**What to do**
Locate each line of the data that contains the string "stone" and copy it in full. Matching is case-sensitive.
● ● ● ●
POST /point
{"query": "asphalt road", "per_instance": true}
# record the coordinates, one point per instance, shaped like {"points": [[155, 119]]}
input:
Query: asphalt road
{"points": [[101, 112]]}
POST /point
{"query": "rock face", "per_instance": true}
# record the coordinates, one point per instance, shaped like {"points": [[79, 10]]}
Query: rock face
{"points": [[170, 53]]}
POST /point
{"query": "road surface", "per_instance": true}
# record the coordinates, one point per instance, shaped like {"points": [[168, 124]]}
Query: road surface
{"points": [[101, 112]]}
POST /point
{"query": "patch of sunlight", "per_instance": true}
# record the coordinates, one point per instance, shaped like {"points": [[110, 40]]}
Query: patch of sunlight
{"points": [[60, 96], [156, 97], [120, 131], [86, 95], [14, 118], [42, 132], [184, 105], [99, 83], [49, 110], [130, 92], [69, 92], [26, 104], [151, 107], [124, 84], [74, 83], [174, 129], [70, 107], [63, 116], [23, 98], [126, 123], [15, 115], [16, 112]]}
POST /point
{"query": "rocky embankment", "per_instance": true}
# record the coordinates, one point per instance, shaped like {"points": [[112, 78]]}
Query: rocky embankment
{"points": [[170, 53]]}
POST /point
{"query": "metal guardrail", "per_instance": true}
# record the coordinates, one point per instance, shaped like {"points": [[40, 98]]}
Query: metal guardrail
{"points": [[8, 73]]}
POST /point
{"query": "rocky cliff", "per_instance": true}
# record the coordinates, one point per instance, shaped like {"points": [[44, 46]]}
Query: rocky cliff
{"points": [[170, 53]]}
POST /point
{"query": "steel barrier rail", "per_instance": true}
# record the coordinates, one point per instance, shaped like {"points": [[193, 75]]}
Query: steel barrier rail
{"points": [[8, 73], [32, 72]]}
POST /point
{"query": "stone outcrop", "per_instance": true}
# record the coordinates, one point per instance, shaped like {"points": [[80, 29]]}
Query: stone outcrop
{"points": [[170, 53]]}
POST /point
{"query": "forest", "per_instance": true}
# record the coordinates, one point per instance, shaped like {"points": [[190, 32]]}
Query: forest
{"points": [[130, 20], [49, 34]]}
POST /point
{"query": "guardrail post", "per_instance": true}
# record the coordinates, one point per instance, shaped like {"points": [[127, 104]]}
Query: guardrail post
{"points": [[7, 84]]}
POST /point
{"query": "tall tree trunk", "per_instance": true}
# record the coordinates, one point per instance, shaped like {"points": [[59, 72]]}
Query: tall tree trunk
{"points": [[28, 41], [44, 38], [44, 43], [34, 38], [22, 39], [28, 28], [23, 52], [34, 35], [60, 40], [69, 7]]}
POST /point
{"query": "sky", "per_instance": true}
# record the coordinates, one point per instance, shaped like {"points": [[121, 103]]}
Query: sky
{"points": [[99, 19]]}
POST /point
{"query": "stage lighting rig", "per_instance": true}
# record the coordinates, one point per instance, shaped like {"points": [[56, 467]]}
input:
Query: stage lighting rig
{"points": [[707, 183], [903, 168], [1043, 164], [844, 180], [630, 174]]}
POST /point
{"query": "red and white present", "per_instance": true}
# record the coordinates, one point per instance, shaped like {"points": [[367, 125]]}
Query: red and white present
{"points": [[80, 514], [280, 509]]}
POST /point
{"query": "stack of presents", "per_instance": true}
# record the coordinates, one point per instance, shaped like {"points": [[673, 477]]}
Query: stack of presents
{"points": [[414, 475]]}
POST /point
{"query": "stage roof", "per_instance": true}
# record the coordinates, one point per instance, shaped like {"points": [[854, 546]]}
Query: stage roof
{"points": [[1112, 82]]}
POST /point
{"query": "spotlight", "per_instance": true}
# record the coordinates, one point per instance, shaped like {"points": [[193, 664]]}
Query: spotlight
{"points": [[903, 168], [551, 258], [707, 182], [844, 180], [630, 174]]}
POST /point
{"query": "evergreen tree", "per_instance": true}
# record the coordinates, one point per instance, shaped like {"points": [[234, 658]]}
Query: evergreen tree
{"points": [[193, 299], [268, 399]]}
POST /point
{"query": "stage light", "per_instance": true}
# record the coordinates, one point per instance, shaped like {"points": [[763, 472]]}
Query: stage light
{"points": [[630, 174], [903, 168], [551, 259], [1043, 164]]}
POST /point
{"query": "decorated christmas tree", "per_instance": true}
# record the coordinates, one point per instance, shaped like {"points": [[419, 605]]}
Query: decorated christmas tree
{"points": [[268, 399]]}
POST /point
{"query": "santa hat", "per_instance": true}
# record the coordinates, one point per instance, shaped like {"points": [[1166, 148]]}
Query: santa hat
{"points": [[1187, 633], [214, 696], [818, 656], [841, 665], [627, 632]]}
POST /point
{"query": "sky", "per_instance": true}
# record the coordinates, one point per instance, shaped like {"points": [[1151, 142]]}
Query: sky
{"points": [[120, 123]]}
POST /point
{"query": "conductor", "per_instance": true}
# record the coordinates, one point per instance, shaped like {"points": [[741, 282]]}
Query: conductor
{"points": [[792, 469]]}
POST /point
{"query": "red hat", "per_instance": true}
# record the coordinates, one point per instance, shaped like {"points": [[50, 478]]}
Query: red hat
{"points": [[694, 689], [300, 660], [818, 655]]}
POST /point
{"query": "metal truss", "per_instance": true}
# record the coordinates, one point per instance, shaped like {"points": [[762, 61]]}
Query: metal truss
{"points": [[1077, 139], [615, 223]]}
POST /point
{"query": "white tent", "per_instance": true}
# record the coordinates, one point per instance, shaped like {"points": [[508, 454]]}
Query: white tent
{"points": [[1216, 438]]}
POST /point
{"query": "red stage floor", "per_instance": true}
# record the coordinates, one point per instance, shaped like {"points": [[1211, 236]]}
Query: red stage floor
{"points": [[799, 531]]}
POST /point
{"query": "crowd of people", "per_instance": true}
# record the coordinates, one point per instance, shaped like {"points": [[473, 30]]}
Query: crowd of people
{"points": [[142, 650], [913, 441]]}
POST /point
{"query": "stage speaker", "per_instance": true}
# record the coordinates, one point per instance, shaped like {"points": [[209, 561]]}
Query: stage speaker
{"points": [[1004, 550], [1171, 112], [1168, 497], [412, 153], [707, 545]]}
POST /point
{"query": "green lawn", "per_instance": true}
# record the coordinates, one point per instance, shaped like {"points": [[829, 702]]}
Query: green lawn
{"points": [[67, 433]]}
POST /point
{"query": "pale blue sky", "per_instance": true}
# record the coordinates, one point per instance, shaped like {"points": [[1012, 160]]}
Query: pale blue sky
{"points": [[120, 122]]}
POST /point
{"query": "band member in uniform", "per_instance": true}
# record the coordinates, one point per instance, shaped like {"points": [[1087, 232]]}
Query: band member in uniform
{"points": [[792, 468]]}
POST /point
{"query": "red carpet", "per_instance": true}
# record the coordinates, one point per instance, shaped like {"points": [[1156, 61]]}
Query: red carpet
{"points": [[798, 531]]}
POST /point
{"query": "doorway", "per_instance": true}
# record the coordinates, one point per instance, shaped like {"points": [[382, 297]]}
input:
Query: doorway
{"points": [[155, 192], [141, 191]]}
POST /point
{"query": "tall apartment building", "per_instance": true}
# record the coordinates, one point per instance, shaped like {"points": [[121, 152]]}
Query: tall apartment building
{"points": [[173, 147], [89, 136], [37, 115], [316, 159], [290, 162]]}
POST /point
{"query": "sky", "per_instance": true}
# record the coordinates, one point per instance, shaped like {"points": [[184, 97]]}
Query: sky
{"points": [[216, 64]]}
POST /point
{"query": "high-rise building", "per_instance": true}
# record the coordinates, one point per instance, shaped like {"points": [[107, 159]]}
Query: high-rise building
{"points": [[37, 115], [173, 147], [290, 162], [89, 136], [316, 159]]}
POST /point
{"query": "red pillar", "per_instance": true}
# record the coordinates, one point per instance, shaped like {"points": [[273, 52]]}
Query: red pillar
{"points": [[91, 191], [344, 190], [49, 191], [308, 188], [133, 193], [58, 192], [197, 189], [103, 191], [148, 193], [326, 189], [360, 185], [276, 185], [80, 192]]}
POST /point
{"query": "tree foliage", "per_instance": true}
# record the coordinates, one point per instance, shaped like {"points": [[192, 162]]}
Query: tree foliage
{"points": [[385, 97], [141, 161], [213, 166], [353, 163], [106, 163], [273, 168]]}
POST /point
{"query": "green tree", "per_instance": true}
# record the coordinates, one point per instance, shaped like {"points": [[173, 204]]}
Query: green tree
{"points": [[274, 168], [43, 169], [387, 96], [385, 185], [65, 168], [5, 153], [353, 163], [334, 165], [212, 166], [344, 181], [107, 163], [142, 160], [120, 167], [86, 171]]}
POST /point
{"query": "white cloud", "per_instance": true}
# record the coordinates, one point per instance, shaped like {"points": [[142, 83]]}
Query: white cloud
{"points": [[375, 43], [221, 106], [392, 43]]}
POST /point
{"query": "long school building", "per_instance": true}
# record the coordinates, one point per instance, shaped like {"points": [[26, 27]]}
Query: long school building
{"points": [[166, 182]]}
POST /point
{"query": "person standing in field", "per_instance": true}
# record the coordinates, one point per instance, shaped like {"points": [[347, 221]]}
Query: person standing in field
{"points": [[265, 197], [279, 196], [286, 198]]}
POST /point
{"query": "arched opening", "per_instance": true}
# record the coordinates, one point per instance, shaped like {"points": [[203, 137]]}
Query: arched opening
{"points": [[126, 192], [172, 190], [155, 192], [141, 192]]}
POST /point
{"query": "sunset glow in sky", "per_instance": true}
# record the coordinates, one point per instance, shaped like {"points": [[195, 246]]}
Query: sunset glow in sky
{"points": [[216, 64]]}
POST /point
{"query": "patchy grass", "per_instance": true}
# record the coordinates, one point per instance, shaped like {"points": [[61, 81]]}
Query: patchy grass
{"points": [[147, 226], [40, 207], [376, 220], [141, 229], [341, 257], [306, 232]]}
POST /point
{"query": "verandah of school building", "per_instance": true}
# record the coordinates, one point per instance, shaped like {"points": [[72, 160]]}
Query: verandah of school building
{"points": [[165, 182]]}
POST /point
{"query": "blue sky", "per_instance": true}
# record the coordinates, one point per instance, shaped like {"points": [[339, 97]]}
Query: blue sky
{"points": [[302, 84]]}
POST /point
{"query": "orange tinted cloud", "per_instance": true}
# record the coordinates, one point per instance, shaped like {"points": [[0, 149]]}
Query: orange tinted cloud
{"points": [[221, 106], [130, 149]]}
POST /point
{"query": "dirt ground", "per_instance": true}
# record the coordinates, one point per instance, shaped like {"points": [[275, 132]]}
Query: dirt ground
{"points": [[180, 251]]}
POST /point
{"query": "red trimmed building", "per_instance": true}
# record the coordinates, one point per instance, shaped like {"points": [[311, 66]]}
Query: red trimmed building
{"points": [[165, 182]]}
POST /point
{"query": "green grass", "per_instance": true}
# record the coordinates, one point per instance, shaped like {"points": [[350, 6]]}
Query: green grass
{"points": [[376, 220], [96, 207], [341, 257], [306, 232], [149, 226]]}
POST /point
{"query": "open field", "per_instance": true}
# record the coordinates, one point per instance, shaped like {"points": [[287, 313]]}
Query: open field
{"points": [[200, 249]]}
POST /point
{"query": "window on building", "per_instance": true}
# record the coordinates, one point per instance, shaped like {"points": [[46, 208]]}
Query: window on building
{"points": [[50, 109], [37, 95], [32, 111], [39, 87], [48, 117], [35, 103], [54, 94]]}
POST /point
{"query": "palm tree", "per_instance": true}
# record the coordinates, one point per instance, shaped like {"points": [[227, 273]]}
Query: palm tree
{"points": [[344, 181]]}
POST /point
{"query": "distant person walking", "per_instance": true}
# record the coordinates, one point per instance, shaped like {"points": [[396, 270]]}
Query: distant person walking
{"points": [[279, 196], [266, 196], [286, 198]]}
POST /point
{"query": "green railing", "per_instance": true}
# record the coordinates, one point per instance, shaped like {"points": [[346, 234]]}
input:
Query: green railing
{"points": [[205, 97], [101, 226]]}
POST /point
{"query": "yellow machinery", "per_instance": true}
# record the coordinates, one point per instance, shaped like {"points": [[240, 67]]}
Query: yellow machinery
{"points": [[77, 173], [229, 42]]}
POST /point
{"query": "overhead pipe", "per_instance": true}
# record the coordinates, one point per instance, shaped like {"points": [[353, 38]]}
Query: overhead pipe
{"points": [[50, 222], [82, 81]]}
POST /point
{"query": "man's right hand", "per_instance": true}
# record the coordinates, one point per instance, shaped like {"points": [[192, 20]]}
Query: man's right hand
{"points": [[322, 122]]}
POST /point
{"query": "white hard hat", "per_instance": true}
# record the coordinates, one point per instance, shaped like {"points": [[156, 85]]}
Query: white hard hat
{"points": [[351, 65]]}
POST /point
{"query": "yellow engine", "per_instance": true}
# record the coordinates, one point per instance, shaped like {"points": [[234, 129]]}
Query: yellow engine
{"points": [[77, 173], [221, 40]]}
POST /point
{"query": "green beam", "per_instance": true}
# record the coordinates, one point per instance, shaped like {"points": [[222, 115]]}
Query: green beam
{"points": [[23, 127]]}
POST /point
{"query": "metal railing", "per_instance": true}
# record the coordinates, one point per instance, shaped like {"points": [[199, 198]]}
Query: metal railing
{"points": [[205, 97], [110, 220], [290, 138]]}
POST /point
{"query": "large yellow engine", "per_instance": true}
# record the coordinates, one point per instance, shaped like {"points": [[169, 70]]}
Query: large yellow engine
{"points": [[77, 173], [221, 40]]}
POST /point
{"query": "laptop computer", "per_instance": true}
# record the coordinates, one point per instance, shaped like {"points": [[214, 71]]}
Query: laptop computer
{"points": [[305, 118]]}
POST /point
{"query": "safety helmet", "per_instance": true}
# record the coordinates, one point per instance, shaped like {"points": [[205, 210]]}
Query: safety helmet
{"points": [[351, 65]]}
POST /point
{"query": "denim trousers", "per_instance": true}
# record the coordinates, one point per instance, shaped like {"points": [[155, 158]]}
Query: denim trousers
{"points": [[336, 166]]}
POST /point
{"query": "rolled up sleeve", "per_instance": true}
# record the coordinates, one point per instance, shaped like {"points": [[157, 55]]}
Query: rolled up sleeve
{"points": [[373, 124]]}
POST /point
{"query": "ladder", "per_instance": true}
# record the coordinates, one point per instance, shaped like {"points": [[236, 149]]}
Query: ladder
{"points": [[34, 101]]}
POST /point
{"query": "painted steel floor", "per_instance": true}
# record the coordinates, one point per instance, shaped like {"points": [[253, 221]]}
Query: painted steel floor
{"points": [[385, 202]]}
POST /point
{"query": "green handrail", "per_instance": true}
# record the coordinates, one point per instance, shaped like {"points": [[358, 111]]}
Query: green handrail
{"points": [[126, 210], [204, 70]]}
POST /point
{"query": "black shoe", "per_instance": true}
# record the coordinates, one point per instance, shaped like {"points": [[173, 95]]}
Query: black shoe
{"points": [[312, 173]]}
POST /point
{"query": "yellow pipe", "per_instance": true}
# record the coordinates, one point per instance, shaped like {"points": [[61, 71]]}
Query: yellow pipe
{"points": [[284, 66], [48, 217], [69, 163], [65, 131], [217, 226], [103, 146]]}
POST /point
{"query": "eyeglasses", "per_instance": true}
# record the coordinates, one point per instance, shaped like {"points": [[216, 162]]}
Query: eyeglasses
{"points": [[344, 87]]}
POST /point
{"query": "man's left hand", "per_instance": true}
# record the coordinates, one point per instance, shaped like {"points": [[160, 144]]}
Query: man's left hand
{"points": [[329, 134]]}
● ● ● ●
**Written answer**
{"query": "stone outcrop", "per_instance": true}
Query: stone outcrop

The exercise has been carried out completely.